ROWS:

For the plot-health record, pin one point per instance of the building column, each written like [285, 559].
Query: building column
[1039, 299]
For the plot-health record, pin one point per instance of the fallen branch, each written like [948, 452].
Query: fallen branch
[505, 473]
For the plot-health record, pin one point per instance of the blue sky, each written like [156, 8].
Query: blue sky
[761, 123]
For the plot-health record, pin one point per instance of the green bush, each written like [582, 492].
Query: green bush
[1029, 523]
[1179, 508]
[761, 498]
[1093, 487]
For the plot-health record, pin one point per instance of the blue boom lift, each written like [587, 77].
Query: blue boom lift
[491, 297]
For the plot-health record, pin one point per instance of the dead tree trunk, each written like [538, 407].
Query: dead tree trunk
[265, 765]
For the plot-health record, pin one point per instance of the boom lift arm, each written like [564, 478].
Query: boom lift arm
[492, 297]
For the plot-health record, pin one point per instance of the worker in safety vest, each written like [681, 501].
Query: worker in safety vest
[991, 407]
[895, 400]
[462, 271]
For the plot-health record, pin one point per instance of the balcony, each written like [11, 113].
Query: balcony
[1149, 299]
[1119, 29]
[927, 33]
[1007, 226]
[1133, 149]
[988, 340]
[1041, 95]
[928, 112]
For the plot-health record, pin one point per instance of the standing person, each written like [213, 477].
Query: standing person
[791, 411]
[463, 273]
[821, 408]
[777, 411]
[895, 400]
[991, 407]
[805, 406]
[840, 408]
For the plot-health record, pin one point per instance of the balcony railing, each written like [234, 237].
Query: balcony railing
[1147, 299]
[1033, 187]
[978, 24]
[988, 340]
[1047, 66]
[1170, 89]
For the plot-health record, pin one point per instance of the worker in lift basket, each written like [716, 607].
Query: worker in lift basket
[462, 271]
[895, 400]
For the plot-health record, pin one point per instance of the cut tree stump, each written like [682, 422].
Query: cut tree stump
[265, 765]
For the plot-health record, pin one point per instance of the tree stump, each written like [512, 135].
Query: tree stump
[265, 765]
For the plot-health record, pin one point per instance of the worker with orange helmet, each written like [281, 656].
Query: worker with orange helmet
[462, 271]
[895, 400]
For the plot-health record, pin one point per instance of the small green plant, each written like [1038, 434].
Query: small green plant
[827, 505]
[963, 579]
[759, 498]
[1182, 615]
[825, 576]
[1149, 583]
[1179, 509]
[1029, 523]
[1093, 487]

GIVEN REQUEST: Can you switch every "plot-health record" in the data above to "site-survey record" and reproduce all the lines with nothing else altered?

FINAL RESULT:
For the site-survey record, pin one point per instance of the building column, each written like [285, 559].
Query: building column
[1039, 299]
For the site-survey record, pin one point per instance of the fallen branch, each written like [948, 452].
Query: fallen branch
[505, 473]
For the site-survey record, pin one point per instance of the blue sky, each written like [156, 8].
Query: blue sky
[761, 123]
For the site-survey record, pin one point per instance of the green bush, each written like [582, 492].
Query: green bush
[1029, 523]
[1179, 508]
[761, 498]
[1093, 487]
For the site-survey record, pin one point per instance of the blue boom lift, each written like [587, 77].
Query: blue boom lift
[491, 297]
For the site-survey record, pin one point per instance of the dead tree trunk, each written like [538, 407].
Query: dead tree trunk
[265, 765]
For the site-survey record, pin one point per instance of the boom lift arm, each written like [564, 478].
Query: boom lift arm
[492, 297]
For the site-survey record, pin one point per instance of the worker in safety vest, each written like [681, 501].
Query: worker in safety vest
[991, 407]
[895, 400]
[462, 271]
For the site-survey record, pin one point per instance of the balcony, each written like [11, 113].
Query: balcony
[1149, 299]
[1119, 29]
[927, 33]
[1007, 226]
[1133, 149]
[988, 340]
[1041, 95]
[928, 112]
For the site-survey record, pin one point per instance of the standing person, each written like [213, 477].
Query: standing person
[791, 411]
[463, 273]
[821, 408]
[777, 411]
[895, 400]
[991, 407]
[805, 406]
[840, 408]
For the site-survey record, pin one point per instance of the balcony railing, each written like [234, 237].
Query: balcony railing
[1147, 299]
[1033, 187]
[978, 24]
[988, 340]
[1047, 66]
[1170, 89]
For the site-survey record, pin one point per instance of the worker in lift basket, each written like [716, 607].
Query: worker in lift basket
[462, 271]
[895, 400]
For the site-survey record, pin one point per instance of the cut tree stump, each written like [682, 422].
Query: cut tree stump
[265, 765]
For the site-survey record, pin one point per instance of the tree stump, each written like [512, 135].
Query: tree stump
[265, 765]
For the site-survey record, pin one point per instance of the worker with orange helmet, each written like [281, 656].
Query: worker with orange helmet
[462, 271]
[895, 400]
For the site-survey record, pin one point per instance of the small green plant, each written like [1038, 434].
Query: small green plant
[827, 505]
[963, 579]
[759, 498]
[1182, 615]
[825, 576]
[1149, 583]
[1179, 509]
[1029, 523]
[1093, 487]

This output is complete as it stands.